##### SOURCE EXCERPT

Published Jul 24, 2015

Field Day Recap: Agritourism Safety at Harvestville Farm

By Liz Kolbe


Everything fell into place for Julie and Adam Hohl to move from St. Louis to Adam’s family’s farm in Donnellson, Iowa. But Adam and Julie wanted to do something a little different than the traditional farming. Though neither Kathy (Adam’s Mom) nor Julie had any agronomy experience, they revived Adam’s old 4-H project: pumpkins. Ten years after their first “circus tent” farm stand on the side of Highway 2, Harvestville Farm is a popular fall destination… and the host of a recent PFI field day focused on farm safety for agritourism.

The field day started with a description and walking tour of Harvestville Farm:  a breezy, ADA-compliant indoor retail space; a play area with a corn pool, duck races, playhouses, wiggle cars, hay-jumps, a slide, and a jumping pillow; a 10-acre corn maze; U-pick sweet corn, green beans, and pumpkins; two fire-pit areas, and most recently, a commercial kitchen serving lunch and concessions with ADA-compliant restrooms.

##########
##### SUPPLIED INFORMATION

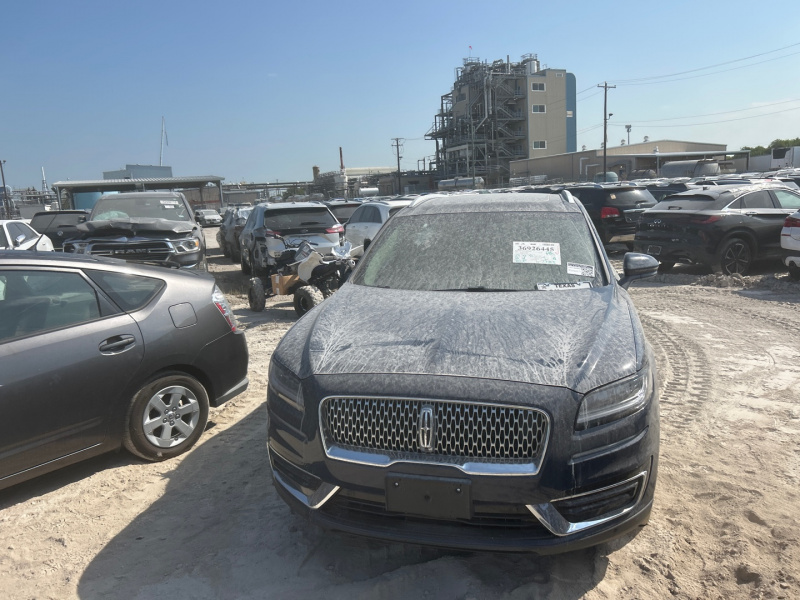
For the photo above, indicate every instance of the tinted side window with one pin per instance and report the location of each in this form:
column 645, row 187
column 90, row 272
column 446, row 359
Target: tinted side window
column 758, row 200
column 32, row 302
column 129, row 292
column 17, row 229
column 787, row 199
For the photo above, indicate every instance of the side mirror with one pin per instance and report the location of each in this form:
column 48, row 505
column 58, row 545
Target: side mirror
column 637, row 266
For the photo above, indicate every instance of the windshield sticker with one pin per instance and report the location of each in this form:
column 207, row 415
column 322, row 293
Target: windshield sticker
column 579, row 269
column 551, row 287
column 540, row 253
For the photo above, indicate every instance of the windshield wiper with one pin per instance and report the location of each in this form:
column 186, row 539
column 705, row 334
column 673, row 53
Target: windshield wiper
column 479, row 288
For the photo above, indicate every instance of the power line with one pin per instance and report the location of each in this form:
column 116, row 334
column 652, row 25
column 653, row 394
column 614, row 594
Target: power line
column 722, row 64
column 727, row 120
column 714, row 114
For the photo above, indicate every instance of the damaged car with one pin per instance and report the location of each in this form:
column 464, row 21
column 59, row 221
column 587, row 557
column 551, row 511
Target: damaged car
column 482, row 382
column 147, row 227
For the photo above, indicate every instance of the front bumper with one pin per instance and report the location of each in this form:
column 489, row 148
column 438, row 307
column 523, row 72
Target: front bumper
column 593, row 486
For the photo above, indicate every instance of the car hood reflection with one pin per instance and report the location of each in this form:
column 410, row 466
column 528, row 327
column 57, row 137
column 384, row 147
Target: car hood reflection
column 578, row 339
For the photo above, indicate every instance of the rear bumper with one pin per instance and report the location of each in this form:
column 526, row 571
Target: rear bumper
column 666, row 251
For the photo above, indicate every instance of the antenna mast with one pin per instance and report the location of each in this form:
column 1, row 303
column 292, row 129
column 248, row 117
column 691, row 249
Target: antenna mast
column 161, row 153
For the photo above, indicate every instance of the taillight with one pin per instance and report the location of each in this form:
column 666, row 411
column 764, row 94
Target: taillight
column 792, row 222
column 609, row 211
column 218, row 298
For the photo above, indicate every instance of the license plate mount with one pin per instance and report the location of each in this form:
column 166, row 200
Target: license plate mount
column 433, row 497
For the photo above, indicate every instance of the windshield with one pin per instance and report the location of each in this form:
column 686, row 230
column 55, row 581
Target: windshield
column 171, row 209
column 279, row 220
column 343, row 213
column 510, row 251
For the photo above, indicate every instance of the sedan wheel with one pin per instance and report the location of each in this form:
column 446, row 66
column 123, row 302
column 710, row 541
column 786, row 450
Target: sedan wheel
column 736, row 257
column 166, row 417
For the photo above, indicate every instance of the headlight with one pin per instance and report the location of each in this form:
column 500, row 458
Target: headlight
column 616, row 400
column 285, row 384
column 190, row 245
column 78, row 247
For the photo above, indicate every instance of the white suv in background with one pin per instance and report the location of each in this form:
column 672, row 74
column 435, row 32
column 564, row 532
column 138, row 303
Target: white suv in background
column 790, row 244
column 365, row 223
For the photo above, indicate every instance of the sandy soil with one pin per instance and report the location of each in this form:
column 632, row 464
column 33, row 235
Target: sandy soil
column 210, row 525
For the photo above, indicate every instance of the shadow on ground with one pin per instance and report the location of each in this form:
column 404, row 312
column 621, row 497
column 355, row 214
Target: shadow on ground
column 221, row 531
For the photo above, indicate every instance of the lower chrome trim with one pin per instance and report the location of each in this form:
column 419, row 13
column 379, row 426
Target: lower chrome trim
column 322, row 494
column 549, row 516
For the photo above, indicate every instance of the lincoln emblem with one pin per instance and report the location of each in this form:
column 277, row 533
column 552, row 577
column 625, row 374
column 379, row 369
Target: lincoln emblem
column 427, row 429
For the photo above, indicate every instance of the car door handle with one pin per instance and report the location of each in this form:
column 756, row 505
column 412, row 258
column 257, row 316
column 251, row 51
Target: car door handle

##########

◆ GIVEN EXERCISE: Return the whole Harvestville Farm field day recap word for word.

◆ RESPONSE TO THE TASK:
Published Jul 24, 2015

Field Day Recap: Agritourism Safety at Harvestville Farm

By Liz Kolbe


Everything fell into place for Julie and Adam Hohl to move from St. Louis to Adam’s family’s farm in Donnellson, Iowa. But Adam and Julie wanted to do something a little different than the traditional farming. Though neither Kathy (Adam’s Mom) nor Julie had any agronomy experience, they revived Adam’s old 4-H project: pumpkins. Ten years after their first “circus tent” farm stand on the side of Highway 2, Harvestville Farm is a popular fall destination… and the host of a recent PFI field day focused on farm safety for agritourism.

The field day started with a description and walking tour of Harvestville Farm:  a breezy, ADA-compliant indoor retail space; a play area with a corn pool, duck races, playhouses, wiggle cars, hay-jumps, a slide, and a jumping pillow; a 10-acre corn maze; U-pick sweet corn, green beans, and pumpkins; two fire-pit areas, and most recently, a commercial kitchen serving lunch and concessions with ADA-compliant restrooms.